## GIVEN PROBLEM
Write out all of the lines below, character for character, without changing anything.

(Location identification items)
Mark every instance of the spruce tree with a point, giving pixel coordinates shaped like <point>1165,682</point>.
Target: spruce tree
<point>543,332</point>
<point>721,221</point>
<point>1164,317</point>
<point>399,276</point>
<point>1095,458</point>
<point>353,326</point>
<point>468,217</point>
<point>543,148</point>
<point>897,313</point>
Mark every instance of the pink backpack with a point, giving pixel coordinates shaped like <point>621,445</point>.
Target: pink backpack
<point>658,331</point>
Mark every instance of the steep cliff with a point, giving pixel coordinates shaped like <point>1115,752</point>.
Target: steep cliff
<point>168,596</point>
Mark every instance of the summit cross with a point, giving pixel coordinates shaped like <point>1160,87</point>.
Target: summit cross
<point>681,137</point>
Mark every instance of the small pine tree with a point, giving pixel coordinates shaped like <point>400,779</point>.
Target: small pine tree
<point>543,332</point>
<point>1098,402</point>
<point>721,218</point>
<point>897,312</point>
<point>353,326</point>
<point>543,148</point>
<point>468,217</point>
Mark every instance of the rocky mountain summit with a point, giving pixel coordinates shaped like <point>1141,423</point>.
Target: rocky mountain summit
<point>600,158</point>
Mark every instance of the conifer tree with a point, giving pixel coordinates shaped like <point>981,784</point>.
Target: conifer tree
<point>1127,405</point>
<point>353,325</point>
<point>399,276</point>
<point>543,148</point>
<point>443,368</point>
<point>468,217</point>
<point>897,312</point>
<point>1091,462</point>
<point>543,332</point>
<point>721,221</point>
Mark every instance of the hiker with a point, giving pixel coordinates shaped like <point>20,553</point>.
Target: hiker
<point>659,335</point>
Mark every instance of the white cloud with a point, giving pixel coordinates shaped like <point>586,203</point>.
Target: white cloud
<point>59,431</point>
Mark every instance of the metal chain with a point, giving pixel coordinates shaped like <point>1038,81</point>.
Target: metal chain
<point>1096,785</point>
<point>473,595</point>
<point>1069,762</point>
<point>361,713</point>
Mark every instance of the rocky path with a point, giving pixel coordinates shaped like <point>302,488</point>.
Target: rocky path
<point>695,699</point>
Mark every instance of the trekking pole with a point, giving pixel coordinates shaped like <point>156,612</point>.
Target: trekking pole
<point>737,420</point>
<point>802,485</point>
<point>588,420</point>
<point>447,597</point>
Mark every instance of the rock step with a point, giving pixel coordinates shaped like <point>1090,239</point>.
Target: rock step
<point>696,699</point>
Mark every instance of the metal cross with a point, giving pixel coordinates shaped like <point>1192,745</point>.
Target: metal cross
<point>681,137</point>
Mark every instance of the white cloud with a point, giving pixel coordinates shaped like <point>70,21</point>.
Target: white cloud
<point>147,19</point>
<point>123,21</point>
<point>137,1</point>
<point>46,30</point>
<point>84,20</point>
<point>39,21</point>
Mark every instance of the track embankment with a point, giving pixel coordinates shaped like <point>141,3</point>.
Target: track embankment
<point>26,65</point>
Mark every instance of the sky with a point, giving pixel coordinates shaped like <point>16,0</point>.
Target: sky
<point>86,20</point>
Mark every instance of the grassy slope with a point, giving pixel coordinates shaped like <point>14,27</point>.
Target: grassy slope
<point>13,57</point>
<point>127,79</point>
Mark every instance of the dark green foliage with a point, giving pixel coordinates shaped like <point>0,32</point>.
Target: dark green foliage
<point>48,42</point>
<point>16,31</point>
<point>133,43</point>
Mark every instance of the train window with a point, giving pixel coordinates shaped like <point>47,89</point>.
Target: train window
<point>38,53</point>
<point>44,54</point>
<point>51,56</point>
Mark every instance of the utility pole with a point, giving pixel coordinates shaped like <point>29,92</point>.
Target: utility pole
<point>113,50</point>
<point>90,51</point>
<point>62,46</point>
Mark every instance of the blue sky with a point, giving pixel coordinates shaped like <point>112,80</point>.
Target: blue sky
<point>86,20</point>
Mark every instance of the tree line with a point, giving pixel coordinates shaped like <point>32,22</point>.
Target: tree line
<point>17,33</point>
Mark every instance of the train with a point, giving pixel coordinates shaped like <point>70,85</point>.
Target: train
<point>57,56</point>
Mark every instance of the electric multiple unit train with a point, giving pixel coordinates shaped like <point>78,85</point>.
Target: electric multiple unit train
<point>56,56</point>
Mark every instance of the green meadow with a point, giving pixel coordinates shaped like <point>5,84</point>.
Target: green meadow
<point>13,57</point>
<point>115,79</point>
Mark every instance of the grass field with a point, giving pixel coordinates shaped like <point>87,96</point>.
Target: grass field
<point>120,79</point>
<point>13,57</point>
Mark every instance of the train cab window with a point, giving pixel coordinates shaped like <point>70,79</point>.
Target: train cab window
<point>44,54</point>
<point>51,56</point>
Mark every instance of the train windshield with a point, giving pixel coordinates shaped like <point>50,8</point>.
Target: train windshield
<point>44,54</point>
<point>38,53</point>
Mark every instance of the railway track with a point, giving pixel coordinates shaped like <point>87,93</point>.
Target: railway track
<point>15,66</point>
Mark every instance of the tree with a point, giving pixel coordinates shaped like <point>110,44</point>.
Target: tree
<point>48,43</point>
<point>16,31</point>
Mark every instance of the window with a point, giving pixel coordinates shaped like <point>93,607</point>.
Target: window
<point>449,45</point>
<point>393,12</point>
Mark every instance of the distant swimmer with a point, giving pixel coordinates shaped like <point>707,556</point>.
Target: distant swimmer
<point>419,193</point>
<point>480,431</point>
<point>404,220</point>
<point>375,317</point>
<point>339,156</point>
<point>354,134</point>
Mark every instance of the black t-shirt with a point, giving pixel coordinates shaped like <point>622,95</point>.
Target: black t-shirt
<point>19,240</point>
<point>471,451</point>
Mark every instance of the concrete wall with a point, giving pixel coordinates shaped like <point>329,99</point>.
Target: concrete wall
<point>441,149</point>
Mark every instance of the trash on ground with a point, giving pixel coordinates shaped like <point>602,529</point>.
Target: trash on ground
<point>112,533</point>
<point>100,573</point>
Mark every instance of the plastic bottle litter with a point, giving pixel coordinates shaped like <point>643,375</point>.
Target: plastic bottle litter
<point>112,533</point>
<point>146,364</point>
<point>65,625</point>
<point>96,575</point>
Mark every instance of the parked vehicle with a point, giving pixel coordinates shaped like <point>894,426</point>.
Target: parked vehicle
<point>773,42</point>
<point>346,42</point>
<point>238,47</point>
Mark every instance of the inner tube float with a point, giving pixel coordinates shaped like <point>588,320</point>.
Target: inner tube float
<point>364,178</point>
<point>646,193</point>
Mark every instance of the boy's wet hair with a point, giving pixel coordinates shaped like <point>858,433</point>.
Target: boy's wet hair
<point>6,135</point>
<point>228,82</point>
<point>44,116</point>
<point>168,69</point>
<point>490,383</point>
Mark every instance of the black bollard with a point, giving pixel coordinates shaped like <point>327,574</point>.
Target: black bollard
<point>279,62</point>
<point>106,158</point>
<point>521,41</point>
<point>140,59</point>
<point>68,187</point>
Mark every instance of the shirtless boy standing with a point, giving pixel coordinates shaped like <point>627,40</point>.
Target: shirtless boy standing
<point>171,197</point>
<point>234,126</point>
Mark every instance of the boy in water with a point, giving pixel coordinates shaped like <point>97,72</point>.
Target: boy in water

## RESPONSE TO THE EXERCISE
Mark every instance of the spruce tree with a point, giving pixel coordinates shaped like <point>1165,682</point>.
Target: spruce tree
<point>543,332</point>
<point>721,221</point>
<point>1164,317</point>
<point>399,276</point>
<point>1095,458</point>
<point>353,326</point>
<point>468,217</point>
<point>543,148</point>
<point>897,313</point>
Mark every instance of the pink backpack with a point, giving pixel coordinates shaped like <point>621,445</point>.
Target: pink backpack
<point>658,331</point>
Mark every instance of the steep cliff with a point, giving pixel coordinates shaped like <point>1115,752</point>.
Target: steep cliff
<point>168,596</point>
Mark every instance of the summit cross with a point, giving pixel coordinates shaped like <point>1160,87</point>.
Target: summit cross
<point>681,137</point>
Mark every instance of the small pine tree with a point, giving pixel coordinates shaped like <point>400,779</point>.
Target: small pine tree
<point>543,332</point>
<point>1098,402</point>
<point>721,218</point>
<point>897,312</point>
<point>353,326</point>
<point>543,148</point>
<point>468,217</point>
Mark every instance of the rocky mountain summit with a point, giving pixel coordinates shaped like <point>1141,423</point>.
Target: rocky mountain summit
<point>600,158</point>
Mark every instance of the conifer tree with a point, giving pixel coordinates shaped like <point>981,784</point>.
Target: conifer tree
<point>1127,405</point>
<point>353,325</point>
<point>399,276</point>
<point>543,148</point>
<point>443,368</point>
<point>468,217</point>
<point>897,312</point>
<point>1091,462</point>
<point>543,332</point>
<point>721,221</point>
Mark every instance of the hiker with a point, giving pixel coordinates shaped like <point>20,553</point>.
Target: hiker
<point>659,335</point>
Mark every instance of the white cloud with a point, giving pixel coordinates shaped like <point>586,203</point>.
Target: white cloud
<point>59,431</point>
Mark every instance of the metal chain with a point, giving pixel coordinates shaped like <point>1038,81</point>.
Target: metal chain
<point>1096,785</point>
<point>473,595</point>
<point>1069,762</point>
<point>361,713</point>
Mark every instance of the rocky path with a point, giving pixel coordinates shaped like <point>302,488</point>.
Target: rocky path
<point>695,699</point>
Mark every instance of the trekking pole with a point, giving pixel coordinates shaped like <point>156,612</point>.
Target: trekking pole
<point>737,420</point>
<point>802,485</point>
<point>588,420</point>
<point>447,597</point>
Mark every instance of the rock step with a point, giving pixel coordinates shaped like <point>1090,239</point>.
Target: rock step
<point>696,699</point>
Mark every instance of the metal cross with a point, giving pixel coordinates shaped like <point>1192,745</point>.
Target: metal cross
<point>681,137</point>
Mark every instance of the white cloud with a point, giving pixel coordinates shaped like <point>70,21</point>.
Target: white cloud
<point>147,19</point>
<point>123,21</point>
<point>137,1</point>
<point>46,30</point>
<point>84,20</point>
<point>39,21</point>
Mark every instance of the track embankment with a point, giving pixel coordinates shaped like <point>141,3</point>.
Target: track embankment
<point>26,65</point>
Mark every instance of the sky with a point, giving pixel coordinates shaped like <point>16,0</point>.
Target: sky
<point>86,20</point>
Mark every instance of the grassy slope with a point, giving pixel coordinates shaped like <point>14,27</point>.
Target: grassy slope
<point>13,57</point>
<point>127,79</point>
Mark every instance of the dark green foliage with a point, giving pixel coordinates shaped like <point>0,32</point>.
Target: dark green foliage
<point>48,42</point>
<point>16,31</point>
<point>133,43</point>
Mark every instance of the train window with a point, giving pixel coordinates shaped like <point>47,89</point>.
Target: train window
<point>38,53</point>
<point>44,54</point>
<point>51,56</point>
Mark every instance of the utility pole with a point, giving pixel coordinates shaped like <point>29,92</point>.
Target: utility pole
<point>113,50</point>
<point>90,51</point>
<point>62,46</point>
Mark every instance of the blue sky with a point, giving pixel coordinates shaped like <point>112,80</point>.
Target: blue sky
<point>86,20</point>
Mark every instance of the tree line with a point, giving pixel coordinates shaped like <point>32,22</point>.
Target: tree line
<point>17,33</point>
Mark every instance of the train with a point, giving pixel coordinates shaped like <point>70,85</point>.
Target: train
<point>57,56</point>
Mark every instance of the electric multiple unit train with a point, giving pixel coordinates shaped like <point>78,85</point>.
Target: electric multiple unit train
<point>56,56</point>
Mark every instance of the green meadow with a point, giving pixel coordinates shaped like <point>5,84</point>.
Target: green meadow
<point>13,57</point>
<point>115,79</point>
Mark every instance of the grass field with a point, giving pixel coordinates shaped like <point>87,96</point>.
Target: grass field
<point>120,79</point>
<point>13,57</point>
Mark every instance of the train cab window with a point, giving pixel coordinates shaped like <point>70,79</point>.
Target: train cab window
<point>44,54</point>
<point>51,56</point>
Mark every instance of the train windshield with a point, giving pixel coordinates shaped like <point>50,8</point>.
Target: train windshield
<point>44,54</point>
<point>38,53</point>
Mark every instance of the railway track with a point, giving pixel coordinates shaped like <point>87,93</point>.
Target: railway track
<point>15,66</point>
Mark every instance of the tree with a point, giving pixel coordinates shaped like <point>110,44</point>.
Target: tree
<point>48,43</point>
<point>16,31</point>
Mark every instance of the window with a point, giving pixel coordinates shaped like <point>93,607</point>.
Target: window
<point>449,45</point>
<point>393,12</point>
Mark every instance of the distant swimmer with a point, giving pixel coordinates shaped like <point>707,556</point>.
Target: distant swimmer
<point>419,193</point>
<point>480,431</point>
<point>404,220</point>
<point>375,317</point>
<point>339,156</point>
<point>354,134</point>
Mark every instance of the black t-shirt with a point, giving pixel coordinates shaped like <point>622,95</point>.
Target: black t-shirt
<point>19,240</point>
<point>471,451</point>
Mark every instance of the concrete wall with a point, giving pixel coordinates shaped like <point>329,99</point>.
Target: concrete wall
<point>441,149</point>
Mark every instance of the trash on ground with a point, giving pixel coordinates shaped like <point>602,529</point>.
Target: trash on ground
<point>112,533</point>
<point>100,573</point>
Mark every instance of the plastic bottle litter with a point, giving pixel coordinates shaped like <point>643,375</point>.
Target: plastic bottle litter
<point>112,533</point>
<point>146,364</point>
<point>65,625</point>
<point>96,575</point>
Mark every instance of the parked vehicle with a point, giving pixel coordinates shaped like <point>894,426</point>.
Target: parked vehicle
<point>773,42</point>
<point>346,42</point>
<point>238,47</point>
Mark every instance of the inner tube float with a point, giving pixel coordinates shaped like <point>588,320</point>.
Target: inner tube float
<point>364,178</point>
<point>646,193</point>
Mark every instance of the boy's wet hair with a point, giving pixel coordinates shaped like <point>858,433</point>.
Target: boy's wet hair
<point>6,135</point>
<point>228,82</point>
<point>44,116</point>
<point>168,69</point>
<point>490,383</point>
Mark every instance of the black bollard with a point, giving pixel coordinates shaped like <point>327,574</point>.
Target: black bollard
<point>279,62</point>
<point>106,158</point>
<point>521,41</point>
<point>140,59</point>
<point>68,187</point>
Mark every instance of the shirtless boy standing with a point, giving pixel coordinates shaped like <point>627,40</point>.
Target: shirtless boy standing
<point>171,197</point>
<point>234,126</point>
Mark every instance of the boy in water with a point, giving pixel coordinates shaped like <point>97,72</point>.
Target: boy in water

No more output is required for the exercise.